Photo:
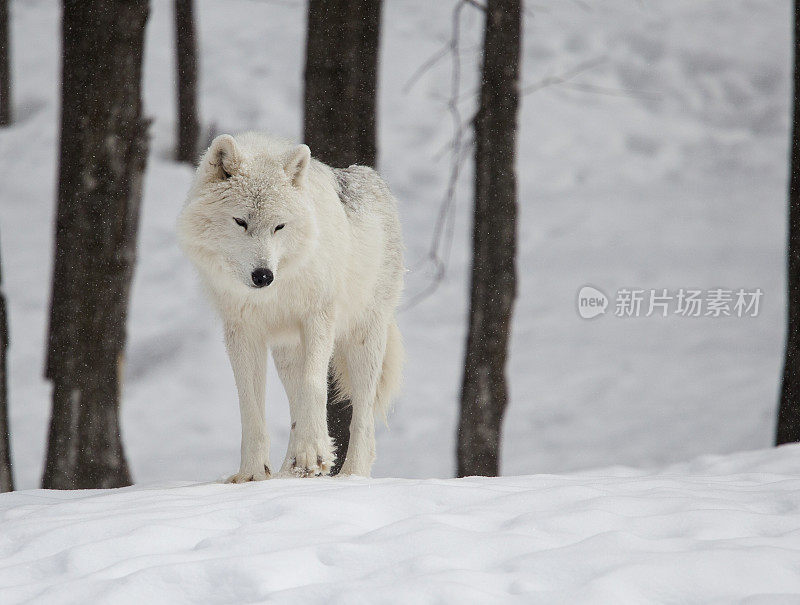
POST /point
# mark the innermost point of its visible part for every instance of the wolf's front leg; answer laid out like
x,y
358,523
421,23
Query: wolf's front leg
x,y
303,369
248,355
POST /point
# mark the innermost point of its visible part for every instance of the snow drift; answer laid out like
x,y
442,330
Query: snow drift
x,y
718,529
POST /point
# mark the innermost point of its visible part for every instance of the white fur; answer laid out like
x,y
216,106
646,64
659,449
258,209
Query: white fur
x,y
338,274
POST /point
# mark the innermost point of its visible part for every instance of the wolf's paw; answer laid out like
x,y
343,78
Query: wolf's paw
x,y
308,459
245,475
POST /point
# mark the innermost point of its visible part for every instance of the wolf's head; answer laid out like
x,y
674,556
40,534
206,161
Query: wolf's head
x,y
248,220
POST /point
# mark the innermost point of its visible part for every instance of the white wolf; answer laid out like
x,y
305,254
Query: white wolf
x,y
305,260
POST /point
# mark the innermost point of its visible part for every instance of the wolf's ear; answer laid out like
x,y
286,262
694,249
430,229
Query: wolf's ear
x,y
223,157
296,164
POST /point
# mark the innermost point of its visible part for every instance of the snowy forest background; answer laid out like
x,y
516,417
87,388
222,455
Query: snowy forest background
x,y
652,153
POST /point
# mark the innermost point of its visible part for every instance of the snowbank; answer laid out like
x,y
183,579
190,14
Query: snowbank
x,y
718,529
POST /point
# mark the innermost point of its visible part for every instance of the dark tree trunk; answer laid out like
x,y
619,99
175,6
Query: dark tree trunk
x,y
5,66
484,392
788,429
340,116
186,62
102,160
6,478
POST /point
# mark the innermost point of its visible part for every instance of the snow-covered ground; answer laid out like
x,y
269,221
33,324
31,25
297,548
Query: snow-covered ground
x,y
718,530
660,163
667,172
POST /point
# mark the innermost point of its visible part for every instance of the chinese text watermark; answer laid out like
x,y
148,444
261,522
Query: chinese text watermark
x,y
663,302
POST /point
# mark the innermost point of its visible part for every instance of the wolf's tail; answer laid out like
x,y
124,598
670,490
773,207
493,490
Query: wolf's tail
x,y
391,373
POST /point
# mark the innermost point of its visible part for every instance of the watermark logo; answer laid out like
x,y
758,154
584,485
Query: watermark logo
x,y
663,302
591,302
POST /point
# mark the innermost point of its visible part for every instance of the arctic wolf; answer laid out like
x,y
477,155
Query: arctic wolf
x,y
306,261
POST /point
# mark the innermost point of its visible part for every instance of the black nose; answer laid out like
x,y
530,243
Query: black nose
x,y
262,277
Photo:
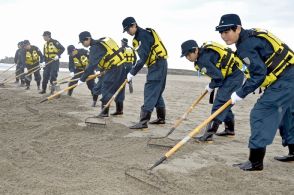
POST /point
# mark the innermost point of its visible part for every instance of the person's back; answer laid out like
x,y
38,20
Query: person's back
x,y
270,64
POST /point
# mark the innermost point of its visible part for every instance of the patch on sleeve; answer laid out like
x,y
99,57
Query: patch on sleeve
x,y
246,61
203,70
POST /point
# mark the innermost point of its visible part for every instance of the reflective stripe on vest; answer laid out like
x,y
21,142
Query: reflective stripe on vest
x,y
281,58
226,60
50,51
129,54
114,55
157,50
81,62
32,57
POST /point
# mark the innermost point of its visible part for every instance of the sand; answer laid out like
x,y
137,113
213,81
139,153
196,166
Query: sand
x,y
47,149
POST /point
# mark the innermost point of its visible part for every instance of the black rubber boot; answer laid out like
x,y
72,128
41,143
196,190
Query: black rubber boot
x,y
69,92
119,109
105,112
38,85
207,136
160,117
144,118
289,157
255,162
131,89
52,89
95,98
229,129
43,89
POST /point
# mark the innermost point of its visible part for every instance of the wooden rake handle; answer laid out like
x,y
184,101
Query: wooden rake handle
x,y
90,77
115,94
191,134
198,129
189,110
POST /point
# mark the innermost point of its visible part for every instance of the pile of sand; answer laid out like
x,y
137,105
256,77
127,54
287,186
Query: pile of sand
x,y
46,148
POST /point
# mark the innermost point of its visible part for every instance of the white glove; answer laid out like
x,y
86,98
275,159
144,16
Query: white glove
x,y
207,88
80,82
42,65
235,98
56,58
129,77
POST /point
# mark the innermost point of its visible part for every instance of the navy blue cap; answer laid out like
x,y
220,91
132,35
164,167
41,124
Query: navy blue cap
x,y
70,49
125,40
228,21
47,33
188,46
83,35
127,23
20,43
26,42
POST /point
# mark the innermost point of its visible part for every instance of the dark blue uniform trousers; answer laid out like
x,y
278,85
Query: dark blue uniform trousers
x,y
19,70
230,85
112,80
90,83
50,72
273,110
97,87
128,67
37,75
155,85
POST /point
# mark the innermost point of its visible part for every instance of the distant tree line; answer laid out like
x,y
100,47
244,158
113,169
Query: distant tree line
x,y
10,60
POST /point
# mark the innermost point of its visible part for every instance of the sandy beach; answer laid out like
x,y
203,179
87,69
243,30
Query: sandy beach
x,y
47,148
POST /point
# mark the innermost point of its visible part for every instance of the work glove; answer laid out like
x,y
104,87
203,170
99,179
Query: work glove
x,y
56,58
42,64
207,88
235,98
80,82
129,77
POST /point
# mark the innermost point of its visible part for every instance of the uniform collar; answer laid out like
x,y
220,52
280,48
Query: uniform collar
x,y
243,35
139,29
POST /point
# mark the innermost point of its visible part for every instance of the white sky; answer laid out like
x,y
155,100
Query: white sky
x,y
174,20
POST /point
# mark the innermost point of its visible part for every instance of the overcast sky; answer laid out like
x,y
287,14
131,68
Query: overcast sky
x,y
174,20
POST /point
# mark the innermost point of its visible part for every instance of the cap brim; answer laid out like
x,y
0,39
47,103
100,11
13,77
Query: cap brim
x,y
184,54
126,29
223,27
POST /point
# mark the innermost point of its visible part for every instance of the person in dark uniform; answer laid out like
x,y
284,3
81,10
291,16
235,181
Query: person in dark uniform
x,y
109,57
19,67
223,67
33,57
131,59
52,52
78,61
270,64
152,53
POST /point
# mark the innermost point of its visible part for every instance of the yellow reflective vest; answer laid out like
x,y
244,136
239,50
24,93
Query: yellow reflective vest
x,y
281,58
130,55
157,51
50,50
227,59
32,57
80,61
114,55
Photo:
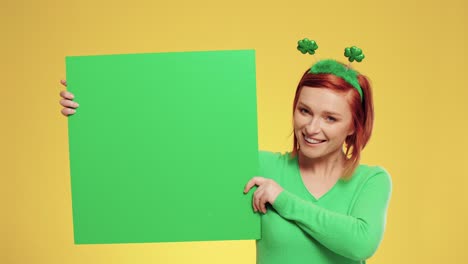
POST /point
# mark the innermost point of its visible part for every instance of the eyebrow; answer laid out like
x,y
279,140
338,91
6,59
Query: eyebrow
x,y
325,112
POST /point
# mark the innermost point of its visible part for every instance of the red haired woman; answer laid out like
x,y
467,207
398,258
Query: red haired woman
x,y
318,204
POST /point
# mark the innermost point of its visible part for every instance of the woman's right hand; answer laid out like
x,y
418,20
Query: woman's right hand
x,y
67,101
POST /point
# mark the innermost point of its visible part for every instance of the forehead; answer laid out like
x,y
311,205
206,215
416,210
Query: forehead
x,y
325,100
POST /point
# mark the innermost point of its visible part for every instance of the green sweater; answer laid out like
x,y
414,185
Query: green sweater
x,y
345,225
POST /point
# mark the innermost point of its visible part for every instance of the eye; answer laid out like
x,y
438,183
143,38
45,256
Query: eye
x,y
303,110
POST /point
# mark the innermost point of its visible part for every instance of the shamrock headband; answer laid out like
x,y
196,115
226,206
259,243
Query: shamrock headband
x,y
332,66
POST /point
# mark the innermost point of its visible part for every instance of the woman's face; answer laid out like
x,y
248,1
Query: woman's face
x,y
322,121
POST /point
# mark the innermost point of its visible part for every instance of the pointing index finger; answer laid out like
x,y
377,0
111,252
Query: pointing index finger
x,y
254,181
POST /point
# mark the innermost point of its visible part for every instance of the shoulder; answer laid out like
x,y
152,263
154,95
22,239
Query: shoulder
x,y
373,176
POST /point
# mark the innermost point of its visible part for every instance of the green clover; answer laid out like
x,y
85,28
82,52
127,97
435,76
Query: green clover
x,y
307,46
354,54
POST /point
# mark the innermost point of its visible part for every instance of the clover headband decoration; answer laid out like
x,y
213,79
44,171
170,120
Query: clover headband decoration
x,y
307,46
334,67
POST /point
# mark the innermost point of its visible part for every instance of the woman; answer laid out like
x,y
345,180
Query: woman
x,y
318,204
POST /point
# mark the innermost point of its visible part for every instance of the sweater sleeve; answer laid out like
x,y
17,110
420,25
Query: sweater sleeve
x,y
356,235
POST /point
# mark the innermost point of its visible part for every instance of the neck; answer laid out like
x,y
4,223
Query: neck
x,y
328,167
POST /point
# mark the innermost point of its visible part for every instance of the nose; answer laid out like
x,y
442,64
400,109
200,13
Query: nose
x,y
314,126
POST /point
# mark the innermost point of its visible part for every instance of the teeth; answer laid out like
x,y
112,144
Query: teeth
x,y
313,141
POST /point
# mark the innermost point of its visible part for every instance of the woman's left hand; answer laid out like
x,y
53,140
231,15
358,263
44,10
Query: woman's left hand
x,y
266,192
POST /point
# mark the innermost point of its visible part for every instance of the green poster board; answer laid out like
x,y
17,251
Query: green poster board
x,y
162,146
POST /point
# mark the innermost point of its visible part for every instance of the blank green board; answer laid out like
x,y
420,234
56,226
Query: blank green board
x,y
162,146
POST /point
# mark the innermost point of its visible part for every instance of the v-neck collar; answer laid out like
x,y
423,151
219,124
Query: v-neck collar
x,y
304,187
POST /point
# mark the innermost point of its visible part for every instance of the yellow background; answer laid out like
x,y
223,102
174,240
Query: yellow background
x,y
416,59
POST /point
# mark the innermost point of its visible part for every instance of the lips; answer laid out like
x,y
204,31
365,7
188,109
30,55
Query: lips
x,y
313,141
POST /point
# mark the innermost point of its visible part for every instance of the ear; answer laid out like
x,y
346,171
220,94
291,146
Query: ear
x,y
351,130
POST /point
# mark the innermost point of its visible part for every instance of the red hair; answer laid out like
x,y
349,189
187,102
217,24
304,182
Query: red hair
x,y
362,112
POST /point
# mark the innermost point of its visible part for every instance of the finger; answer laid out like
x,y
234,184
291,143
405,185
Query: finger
x,y
254,181
67,95
263,203
68,111
258,194
69,103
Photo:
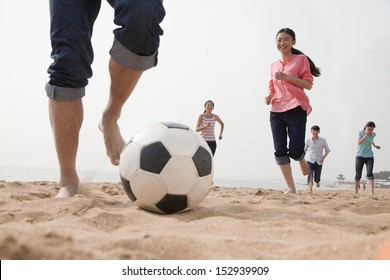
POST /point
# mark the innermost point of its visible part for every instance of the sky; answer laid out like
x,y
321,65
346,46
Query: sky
x,y
219,50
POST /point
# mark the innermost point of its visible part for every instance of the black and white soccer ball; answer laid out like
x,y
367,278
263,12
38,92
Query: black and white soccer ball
x,y
166,168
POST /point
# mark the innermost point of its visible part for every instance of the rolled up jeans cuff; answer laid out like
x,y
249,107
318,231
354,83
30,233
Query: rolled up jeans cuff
x,y
131,60
64,93
282,160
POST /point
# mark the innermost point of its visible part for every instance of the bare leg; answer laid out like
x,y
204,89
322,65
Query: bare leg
x,y
66,118
310,183
287,174
357,186
123,82
371,183
304,167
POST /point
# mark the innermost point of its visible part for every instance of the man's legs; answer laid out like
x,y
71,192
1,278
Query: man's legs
x,y
123,82
66,118
310,177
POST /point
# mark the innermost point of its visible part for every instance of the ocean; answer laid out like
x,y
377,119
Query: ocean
x,y
28,174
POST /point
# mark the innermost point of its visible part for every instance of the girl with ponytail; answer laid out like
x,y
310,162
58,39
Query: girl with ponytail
x,y
290,106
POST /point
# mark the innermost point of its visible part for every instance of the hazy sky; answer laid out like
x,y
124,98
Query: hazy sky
x,y
211,49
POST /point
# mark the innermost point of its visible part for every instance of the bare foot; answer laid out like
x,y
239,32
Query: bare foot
x,y
304,167
290,192
67,191
113,140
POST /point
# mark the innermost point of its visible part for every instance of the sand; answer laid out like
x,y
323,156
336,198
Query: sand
x,y
101,223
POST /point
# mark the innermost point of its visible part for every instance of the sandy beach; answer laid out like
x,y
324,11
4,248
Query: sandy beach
x,y
101,223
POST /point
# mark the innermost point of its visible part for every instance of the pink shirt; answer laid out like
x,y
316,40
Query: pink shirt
x,y
208,133
287,95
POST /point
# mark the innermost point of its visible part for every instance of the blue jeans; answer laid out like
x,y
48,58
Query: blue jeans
x,y
136,41
290,124
315,172
359,163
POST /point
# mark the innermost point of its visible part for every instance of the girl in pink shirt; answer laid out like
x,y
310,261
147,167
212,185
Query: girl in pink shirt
x,y
290,105
206,125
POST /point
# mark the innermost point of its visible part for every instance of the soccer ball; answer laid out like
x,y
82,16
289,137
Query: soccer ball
x,y
166,168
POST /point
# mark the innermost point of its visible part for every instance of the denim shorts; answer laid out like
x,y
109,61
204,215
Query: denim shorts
x,y
288,132
135,43
359,163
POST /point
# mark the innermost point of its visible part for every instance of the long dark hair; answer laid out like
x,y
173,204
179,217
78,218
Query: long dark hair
x,y
315,71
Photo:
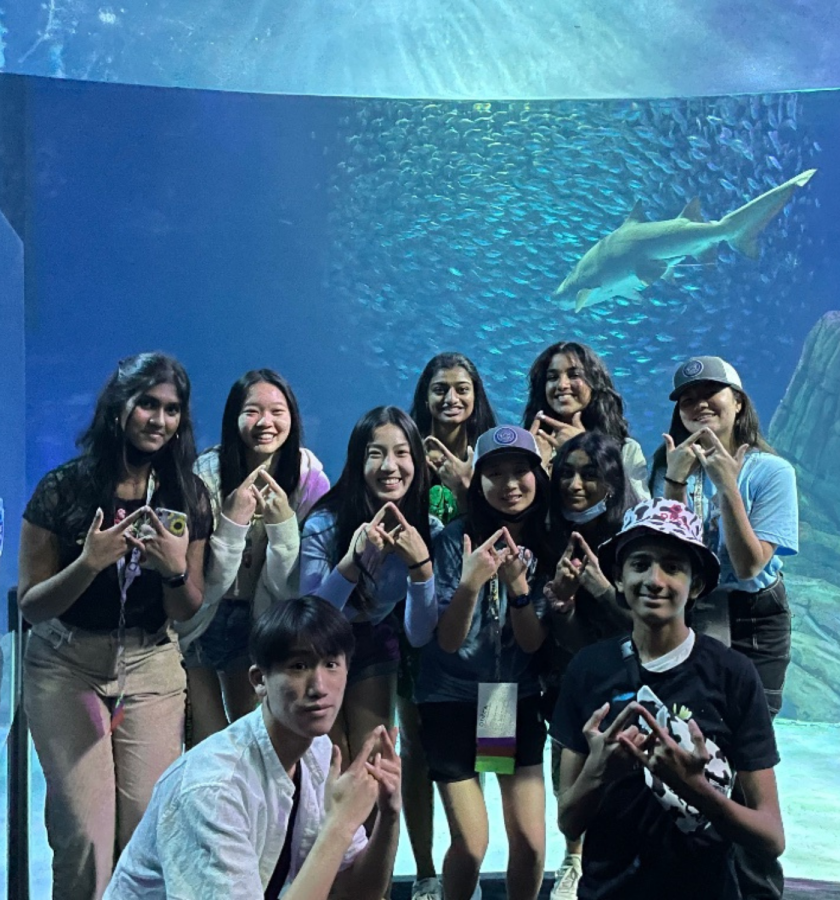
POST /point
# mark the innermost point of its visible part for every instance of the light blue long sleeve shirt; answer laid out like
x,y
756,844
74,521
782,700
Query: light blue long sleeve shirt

_ _ _ _ _ _ _

## BRIEF
Across the entries above, how many lines contain the string "light"? The number alone is the answer.

## EXPECTED ANSWER
2